● **SOURCE EXTRACT**:
****************

MTW Exercise 22.7 -- Calculate the law of local energy conservation for a viscous fluid with heat flow

[TerryW]

Homework Statement

MTW Ex 22.7(d)

Relevant Equations

(22.16h) - See attachment

I've come to a grinding halt with this and I can't see a way forward.

Can someone please take a look at what I've done so far and let me know if what I have done is OK and then if it is, give me a hint on how to proceed.

First up,

Is $u \cdot \nabla \cdot T = u_\alpha T^{\alpha\beta}{}_{;\beta}$ ?

If it is, then from (22.16d)

****************

● **Extracted data entries**:
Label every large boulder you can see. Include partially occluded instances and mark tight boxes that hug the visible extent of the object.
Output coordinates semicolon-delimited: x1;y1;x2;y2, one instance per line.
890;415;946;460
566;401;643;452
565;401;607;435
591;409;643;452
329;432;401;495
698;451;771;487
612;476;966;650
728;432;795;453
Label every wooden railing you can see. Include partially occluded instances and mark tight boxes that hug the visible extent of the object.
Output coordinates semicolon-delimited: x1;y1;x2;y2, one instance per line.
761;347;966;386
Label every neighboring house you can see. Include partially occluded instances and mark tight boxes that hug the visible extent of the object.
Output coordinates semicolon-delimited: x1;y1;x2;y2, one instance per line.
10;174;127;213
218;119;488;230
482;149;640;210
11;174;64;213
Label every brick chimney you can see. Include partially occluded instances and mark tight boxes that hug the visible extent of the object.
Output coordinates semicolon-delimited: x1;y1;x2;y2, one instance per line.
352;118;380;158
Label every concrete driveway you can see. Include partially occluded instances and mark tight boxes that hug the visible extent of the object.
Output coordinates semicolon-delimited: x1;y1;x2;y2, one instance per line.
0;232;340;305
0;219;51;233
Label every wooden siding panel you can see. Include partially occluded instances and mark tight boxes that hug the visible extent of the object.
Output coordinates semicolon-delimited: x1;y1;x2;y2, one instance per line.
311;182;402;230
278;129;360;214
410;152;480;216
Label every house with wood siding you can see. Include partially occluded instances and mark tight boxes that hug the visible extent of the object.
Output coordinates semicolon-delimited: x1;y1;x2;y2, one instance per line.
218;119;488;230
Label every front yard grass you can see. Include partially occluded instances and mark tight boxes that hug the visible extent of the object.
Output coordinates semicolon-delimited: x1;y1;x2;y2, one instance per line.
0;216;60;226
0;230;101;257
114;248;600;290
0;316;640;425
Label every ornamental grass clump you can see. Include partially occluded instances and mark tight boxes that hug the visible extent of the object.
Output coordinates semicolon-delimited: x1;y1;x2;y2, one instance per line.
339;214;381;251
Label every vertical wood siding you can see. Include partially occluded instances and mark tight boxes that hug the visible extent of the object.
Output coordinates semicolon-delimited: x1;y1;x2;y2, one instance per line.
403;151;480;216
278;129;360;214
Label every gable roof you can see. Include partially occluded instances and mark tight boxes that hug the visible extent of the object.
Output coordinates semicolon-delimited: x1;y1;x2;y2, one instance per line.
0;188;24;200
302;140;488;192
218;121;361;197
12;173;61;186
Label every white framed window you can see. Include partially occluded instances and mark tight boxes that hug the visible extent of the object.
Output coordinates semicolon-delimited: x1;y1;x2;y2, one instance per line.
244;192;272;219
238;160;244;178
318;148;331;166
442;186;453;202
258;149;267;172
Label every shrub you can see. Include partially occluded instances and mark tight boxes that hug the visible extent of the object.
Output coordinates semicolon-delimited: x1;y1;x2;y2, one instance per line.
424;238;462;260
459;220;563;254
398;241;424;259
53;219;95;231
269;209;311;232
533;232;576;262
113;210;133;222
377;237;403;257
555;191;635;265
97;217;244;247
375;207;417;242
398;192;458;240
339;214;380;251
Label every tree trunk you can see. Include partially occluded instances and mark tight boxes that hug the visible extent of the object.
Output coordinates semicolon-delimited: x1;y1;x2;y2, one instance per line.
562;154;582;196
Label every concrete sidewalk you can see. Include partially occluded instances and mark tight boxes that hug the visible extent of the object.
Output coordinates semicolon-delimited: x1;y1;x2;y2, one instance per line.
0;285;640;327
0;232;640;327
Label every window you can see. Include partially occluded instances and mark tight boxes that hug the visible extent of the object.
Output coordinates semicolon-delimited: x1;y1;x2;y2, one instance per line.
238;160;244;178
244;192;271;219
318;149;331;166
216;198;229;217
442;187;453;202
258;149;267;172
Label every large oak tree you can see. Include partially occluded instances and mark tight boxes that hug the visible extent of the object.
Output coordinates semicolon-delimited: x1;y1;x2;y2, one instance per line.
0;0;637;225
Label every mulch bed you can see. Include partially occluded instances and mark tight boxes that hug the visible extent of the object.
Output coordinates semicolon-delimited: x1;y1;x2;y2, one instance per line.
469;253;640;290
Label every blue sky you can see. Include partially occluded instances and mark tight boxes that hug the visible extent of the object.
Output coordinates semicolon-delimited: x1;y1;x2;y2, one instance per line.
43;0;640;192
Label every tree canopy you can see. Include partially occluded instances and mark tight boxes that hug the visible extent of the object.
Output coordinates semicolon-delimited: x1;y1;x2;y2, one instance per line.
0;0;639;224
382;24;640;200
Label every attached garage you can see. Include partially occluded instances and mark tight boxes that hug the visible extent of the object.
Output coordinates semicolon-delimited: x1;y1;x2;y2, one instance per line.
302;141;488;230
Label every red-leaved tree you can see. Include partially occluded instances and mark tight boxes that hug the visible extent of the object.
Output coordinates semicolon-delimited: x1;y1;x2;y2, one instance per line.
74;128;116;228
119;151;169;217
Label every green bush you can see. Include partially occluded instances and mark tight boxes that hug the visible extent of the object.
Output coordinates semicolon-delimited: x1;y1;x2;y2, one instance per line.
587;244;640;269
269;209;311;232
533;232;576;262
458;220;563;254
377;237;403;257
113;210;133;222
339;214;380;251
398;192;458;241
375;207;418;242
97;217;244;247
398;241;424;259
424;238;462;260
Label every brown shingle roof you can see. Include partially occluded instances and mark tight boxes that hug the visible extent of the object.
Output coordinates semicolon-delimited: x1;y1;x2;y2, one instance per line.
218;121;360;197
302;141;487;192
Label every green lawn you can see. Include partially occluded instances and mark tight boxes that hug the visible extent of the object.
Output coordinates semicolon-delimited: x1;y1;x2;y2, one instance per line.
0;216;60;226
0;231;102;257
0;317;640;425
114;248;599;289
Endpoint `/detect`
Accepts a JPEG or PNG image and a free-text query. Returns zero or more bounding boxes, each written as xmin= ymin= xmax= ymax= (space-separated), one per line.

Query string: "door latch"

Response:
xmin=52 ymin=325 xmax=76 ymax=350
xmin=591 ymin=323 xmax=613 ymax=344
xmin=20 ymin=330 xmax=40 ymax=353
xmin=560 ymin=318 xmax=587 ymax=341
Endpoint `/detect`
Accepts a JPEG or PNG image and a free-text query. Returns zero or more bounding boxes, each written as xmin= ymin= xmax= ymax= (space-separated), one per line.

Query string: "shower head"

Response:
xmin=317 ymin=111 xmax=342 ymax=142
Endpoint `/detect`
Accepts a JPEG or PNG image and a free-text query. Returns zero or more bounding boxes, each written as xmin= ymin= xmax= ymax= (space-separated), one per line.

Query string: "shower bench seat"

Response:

****************

● **TASKS FOR THIS EXERCISE**:
1) Translate this sentence from the forum thread into Spanish: "I've come to a grinding halt with this and I can't see a way forward."
2) Quote the part of the forum thread that opens with the words containing "I've come to" and closes with "how to proceed.".
3) Which part of MTW Exercise 22.7 does the homework statement in the forum thread name?
Work only from the forum thread when completing these tasks.

● **SOLVED TASKS**:
1) Me he quedado completamente atascado con esto y no veo ninguna forma de avanzar.

2)
I've come to a grinding halt with this and I can't see a way forward.

Can someone please take a look at what I've done so far and let me know if what I have done is OK and then if it is, give me a hint on how to proceed.

3) Part (d) of MTW Exercise 22.7.